Был он небольшого роста, но кряжистый, плотно скроенный человек, и чувствовалось, что при другой обстановке он разбросал бы этих дегенератов, как щенят. Окончательно взбешенный следователь кричит старшему на конвейере арестанту — еврею:

— Рывкин, дай ты ему хорошенько по морде, чтобы он наконец заткнул глотку. Мне надоело пачкать руки об этого сумасшедшего.

В последнем следователь был прав. Его преступник действительно нуждался более в психиатрической помощи, чем в физическом воздействии. Но эта деталь никого из стражей правосудия не интересовала. Старший по конвейеру арестант Рывкин пользовался особыми привилегиями. Его не били. Последний усердно выполнял задания следователей, в результате чего были арестованы десятки невинных людей. Этот трусливый подхалим с готовностью направился к своей жертве и занес кулак для улара. Но в ту же секунду измученный физически и психически нормальный человек вскочил на ноги и, несмотря на скованные руки, со всей силой ударил Рывкина в лицо. Вероятно даже истязания не отняли у него врожденной крепости мускулов, так как тщедушная фигура иудея отлетела метра на два и с окровавленной мордой упала на стол к следователю.

Произошло это так молниеносно и неожиданно, что растерялся даже дежурный страж. Затем последний мгновенно выбежал в коридор, и через несколько секунд вбежавшие человек десять следователей начали уже не пытку, а убийство больного человека с кандалами на руках. Когда человеческое тело представляло уже бесформенную массу, озверевшие храбрецы немного успокоились. Грозящая опасность миновала. Не требовался больше и врач психиатр. Вошедшие надзирателя вынесли тело строптивого упрямца. Стоящие по углям в различных позах преступники робко переглянулись и без всякой команды более четко вытянули поднятые вверх руки — или от охватившего их ужаса, или же призывая Высшее Существо к возмездию над палачами.

Физически невозможно одному человеку описать картину издевательств, глумлений и пыток, коим подвергали невинных людей, не желающих раскаяться. Но были преступники, также не совершившие никаких злодеяний, по перед ужасом пыток очень быстро сочинявшие требуемое признание. Следователи активно помогали им в редактировании показаний. Да и самые сочинения не отличались особой сложностью. Последние должны были содержать искреннее признание с обязательным указанием фамилии завербовавшего и длинный списком совращенных уже тобою граждан.

- **ЧТО СДЕЛАТЬ**
a – Ответьте на вопросы по фрагменту о допросах.
(i) Как звали старшего на конвейере арестанта?
(ii) На какое расстояние отлетел этот арестант после удара?
(iii) Сколько примерно следователей вбежало в комнату после того, как дежурный выбежал в коридор?
b – Перечислите всё, что, согласно фрагменту о допросах, должны были содержать сочинения-признания.
c – Допишите фрагмент о допросах дальше, начиная сразу после его последнего предложения.

- **ИСХОДНЫЕ ДАННЫЕ**
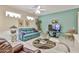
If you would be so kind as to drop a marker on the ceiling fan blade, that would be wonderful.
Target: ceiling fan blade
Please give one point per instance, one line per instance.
(38, 7)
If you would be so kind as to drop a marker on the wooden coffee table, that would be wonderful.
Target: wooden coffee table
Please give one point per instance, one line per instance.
(44, 43)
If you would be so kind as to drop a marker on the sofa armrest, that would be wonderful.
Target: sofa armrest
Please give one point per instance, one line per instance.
(17, 48)
(31, 51)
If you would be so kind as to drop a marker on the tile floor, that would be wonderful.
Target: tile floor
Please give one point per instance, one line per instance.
(74, 48)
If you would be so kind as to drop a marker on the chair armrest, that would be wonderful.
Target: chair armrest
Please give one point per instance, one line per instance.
(17, 48)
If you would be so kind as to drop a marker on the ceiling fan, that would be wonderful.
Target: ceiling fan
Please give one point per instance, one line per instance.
(37, 9)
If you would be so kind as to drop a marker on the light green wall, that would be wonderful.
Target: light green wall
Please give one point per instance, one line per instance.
(67, 19)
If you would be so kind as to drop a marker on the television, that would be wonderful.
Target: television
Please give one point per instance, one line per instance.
(56, 27)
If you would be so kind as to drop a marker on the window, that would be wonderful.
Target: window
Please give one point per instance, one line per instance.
(30, 18)
(12, 14)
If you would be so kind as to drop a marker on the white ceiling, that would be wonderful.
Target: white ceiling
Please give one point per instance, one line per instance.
(49, 8)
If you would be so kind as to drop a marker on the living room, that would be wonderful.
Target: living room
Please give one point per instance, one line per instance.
(26, 28)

- **ОТВЕТЫ**
a –
(i) Рывкин.
(ii) Метра на два.
(iii) Человек десять.

b – Искреннее признание; обязательное указание фамилии завербовавшего; длинный список уже совращенных граждан.

c –
Иногда, не стесняясь нашим присутствием, следователь, подойдя к пишущему, заявлял:

— Чем больше укажешь тобой завербованных, тем лучше, но не менее пяти человек.

Подчас и сам указывал фамилию человека, который по каким-то особым соображениям должен был быть в списке последних. Все это проделывалось с открытым цинизмом, и число арестованных с каждым днем росло. Один туркмен рассказал позже, что он вынужден был завербовать всех своих знакомых, живущих с ним по одной улице. Но следователь настойчиво требовал еще. Не имея уже в памяти никого, он с грустью в голосе произнес:

— Пришлось указать на последнего — мужа своей дочери.

Некоторые на конвейере находились не более суток. Подписав показание, полное раскаяния в несовершенных преступлениях, с указанием завербованных, они уводились обратно в тюрьму. На другой день завербованные ими шпионы занимали место ушедших и также быстро исчезали, оставив список новых врагов народа, ходящих еще на воле. Конвейер и тюрьма переполнялись. Геометрическая прогрессия дошла до головокружительных цифр. Увеличивался штат следователей. Срочно отстраивалась новая советская тюрьма. В ней мне позже пришлось просидеть пять месяцев в одиночке. Великие лозунги претворялись в жизнь скоростными методами.

— «Тюрьмы и церкви сравняем с землей», — гласило одно из мудрых изречений.

От церквей действительно ничего не осталось, но зато старые царские тюрьмы не могли вместить всех верноподданных «родного папаши». Здесь его щедрость была поистине отеческой. Новые тюрьмы украшали мрачными фасадами социалистическое строительство Советского Союза. Но, о ужас! И этого скоростного строительства оказывалось недостаточно. Враги с каждым днем росли, как грибы. И, наконец, «мудрый отец» в своем Гениальном предвидении почувствовал, что в недалеком будущем при взятых темпах очередь, вероятно, придет и за ним. Врагов народа и просто ходящих на свободе людей оставалось совсем маловато. Как всегда, «мудрость папаши» и здесь осталась непогрешимой, — козлом же отпущения сделался никчемный подставной болванчик — нарком НКВД-ГПУ Ежов. Правда, последний считался в свое время правой рукой «великого вождя народов». Но, как видно, лучше уж отрубить свою правую руку и сохранить мудрую голову на счастье потомству.

А счастья «родной отец» принес своим верноподданным так много, что о нем напишут историки целые фолианты. Только «исключительная гениальность вождя» могла создать настоящий советский рай. Нет в нем ни вздохов, ни печали — сплошь сияющие от радости лица. На митингах и торжествах кругом возбужденные голоса кричат:

— Спасибо родному Сталину за счастливую жизнь!

А верные соратники «родного» из ГПУ тысячами снуют по толпе, беря на заметку граждан, без идиотски восторженной гримасы на лице скромно хлопающих в ладоши и недостаточно широко раскрывающих рот при криках:

— «Ура, родному!»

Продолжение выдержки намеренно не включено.